Esercizi:
A. Secondo l'estratto sui rapporti tra Weleda e le SS, in quale periodo Sigmund Rascher condusse a Dachau gli esperimenti di ipotermia?
B. Riprendi l'estratto sui rapporti tra Weleda e le SS e proseguilo a partire dalla sua ultima frase.

Estratto del documento:
* * * * * * *

Oggi, però, la situazione cambia. Una ricerca imponente di Anne Sudrow, sostenuta dal Memoriale di Dachau e rilanciata dalla BBC, mette in luce legami molto più stretti di quanto si pensasse. Secondo lo studio, Weleda intrattenne rapporti diretti con le SS almeno dal 1941, acquistando erbe medicinali coltivate a Dachau a prezzi di favore e fornendo, in cambio, una crema “antigelo” pensata per proteggere la pelle dei soldati sul fronte orientale. Quella crema, secondo la nuova documentazione, giunse all’indirizzo privato di Sigmund Rascher, medico delle SS che fra l’agosto 1942 e il maggio 1943 condusse a Dachau esperimenti di ipotermia su prigionieri immersi in vasche d’acqua con blocchi di ghiaccio. Le ricostruzioni parlano di circa trecento internati coinvolti e di un bilancio di morti compreso tra ottanta e novanta persone. Ex dipendenti di Weleda risultano coinvolti direttamente nella gestione delle coltivazioni e nella trasmissione dei risultati. Il quadro che emerge è quello di una connessione strutturale: non solo interesse ideologico, ma scambi di merci, persone, conoscenze, in un contesto di sfruttamento concentrazionario.

* * * * * * *

Dati forniti:
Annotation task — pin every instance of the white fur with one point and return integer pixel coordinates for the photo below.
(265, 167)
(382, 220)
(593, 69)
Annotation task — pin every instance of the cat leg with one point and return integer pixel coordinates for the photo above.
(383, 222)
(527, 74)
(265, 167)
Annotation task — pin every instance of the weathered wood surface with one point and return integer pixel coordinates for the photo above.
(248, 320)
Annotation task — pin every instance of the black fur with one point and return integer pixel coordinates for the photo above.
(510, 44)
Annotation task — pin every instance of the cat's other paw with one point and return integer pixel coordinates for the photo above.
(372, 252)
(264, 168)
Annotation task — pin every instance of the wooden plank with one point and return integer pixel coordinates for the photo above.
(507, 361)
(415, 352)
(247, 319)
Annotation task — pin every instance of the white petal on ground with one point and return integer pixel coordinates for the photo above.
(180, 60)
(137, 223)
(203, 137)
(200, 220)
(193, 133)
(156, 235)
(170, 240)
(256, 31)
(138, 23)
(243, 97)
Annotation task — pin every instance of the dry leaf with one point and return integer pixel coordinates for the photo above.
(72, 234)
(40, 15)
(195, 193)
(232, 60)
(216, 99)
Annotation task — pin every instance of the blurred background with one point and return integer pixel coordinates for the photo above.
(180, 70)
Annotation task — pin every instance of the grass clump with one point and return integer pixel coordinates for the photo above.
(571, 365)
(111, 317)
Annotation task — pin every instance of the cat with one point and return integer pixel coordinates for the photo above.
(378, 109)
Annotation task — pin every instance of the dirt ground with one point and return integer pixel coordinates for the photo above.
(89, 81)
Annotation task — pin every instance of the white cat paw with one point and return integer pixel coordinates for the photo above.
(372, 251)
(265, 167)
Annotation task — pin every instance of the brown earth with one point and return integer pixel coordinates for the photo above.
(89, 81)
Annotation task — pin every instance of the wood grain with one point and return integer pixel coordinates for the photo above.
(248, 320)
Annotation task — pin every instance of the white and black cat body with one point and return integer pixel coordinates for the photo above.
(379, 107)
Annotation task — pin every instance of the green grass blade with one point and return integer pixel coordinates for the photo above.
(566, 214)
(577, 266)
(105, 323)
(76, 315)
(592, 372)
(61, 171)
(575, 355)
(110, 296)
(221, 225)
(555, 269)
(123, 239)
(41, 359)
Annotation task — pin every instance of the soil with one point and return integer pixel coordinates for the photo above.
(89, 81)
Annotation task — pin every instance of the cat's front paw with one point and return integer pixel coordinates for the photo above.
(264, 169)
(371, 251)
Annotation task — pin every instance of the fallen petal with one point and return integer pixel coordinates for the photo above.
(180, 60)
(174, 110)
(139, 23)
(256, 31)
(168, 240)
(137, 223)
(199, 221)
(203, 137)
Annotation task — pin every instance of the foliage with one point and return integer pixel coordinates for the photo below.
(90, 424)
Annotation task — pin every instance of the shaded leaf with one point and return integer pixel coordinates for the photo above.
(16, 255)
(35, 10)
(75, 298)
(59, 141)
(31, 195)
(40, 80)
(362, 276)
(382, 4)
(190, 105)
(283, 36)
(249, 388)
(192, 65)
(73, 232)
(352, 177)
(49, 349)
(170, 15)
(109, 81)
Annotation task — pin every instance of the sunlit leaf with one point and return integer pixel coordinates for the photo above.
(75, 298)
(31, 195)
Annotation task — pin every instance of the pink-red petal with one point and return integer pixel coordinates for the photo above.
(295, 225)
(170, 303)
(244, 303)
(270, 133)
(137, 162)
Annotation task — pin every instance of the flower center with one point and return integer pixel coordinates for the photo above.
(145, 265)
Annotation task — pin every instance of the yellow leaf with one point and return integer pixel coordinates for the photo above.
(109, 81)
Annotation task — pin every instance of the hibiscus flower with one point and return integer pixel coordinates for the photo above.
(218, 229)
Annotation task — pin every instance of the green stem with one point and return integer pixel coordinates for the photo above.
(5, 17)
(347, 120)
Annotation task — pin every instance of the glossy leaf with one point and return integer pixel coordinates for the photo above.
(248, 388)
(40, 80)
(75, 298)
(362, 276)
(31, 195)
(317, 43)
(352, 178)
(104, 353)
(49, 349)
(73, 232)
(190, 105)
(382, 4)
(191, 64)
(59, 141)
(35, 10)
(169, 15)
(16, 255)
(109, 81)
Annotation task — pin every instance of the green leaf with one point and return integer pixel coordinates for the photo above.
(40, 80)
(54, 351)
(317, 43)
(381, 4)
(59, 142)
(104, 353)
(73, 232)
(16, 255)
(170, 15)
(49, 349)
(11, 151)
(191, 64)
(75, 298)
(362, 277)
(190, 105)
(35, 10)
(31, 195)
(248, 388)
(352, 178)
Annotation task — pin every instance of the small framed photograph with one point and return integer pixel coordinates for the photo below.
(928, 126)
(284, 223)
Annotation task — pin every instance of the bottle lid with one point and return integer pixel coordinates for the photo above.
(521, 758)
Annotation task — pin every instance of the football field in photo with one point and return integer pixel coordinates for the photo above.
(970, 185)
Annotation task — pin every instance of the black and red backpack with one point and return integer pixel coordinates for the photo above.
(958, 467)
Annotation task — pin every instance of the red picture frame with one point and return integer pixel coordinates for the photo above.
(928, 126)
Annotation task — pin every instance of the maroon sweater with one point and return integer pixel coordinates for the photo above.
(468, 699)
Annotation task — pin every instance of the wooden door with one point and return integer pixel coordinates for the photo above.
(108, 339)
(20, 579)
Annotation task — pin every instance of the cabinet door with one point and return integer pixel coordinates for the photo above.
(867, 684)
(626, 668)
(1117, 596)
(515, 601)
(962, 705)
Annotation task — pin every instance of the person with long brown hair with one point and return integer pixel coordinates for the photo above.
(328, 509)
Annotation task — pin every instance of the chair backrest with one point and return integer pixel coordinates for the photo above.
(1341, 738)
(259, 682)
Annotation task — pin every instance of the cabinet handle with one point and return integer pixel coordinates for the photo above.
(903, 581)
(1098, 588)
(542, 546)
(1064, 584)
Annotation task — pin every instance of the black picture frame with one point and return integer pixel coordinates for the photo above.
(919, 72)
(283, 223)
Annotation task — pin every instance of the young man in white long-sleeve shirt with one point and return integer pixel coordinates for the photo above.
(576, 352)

* * * * * * *

Risultati:
A. Fra l'agosto 1942 e il maggio 1943.

B.
 

Questo rende ancora più significativa la pagina che, fino all’agosto 2025, campeggiava sul sito ufficiale di Weleda e che ora è stata modificata. In quella pagina, l’azienda si autoassolveva con toni che suonano familiari a chi conosce le difese dei sostenitori nostrani di Steiner: “Weleda did not participate in the inhumane policies of the Nazi dictatorship” si leggeva, insieme all’affermazione di non aver mai impiegato lavoro coatto. La consegna della crema antigelo era ridotta a un “one-time delivery of 20 kilograms”, precisando che era stata spedita all’indirizzo privato di Rascher e che “Weleda had no idea how the cream would be used”. Persino la presenza a Dachau dell’ex dipendente di Weleda Franz Lippert, in qualità di direttore del famoso orto biodinamico, era presentata come azione benevola. Infine, l’azienda sottolineava di aver già aperto i propri archivi e di aver ricevuto un rapporto di storici che l’assolveva da responsabilità dirette – il rapporto GUG 2024, a questo punto superato. È il paradigma classico della difesa: c’era il contesto, c’era la pressione, si è cercato di limitare i danni, ma non si sapeva, non si partecipava.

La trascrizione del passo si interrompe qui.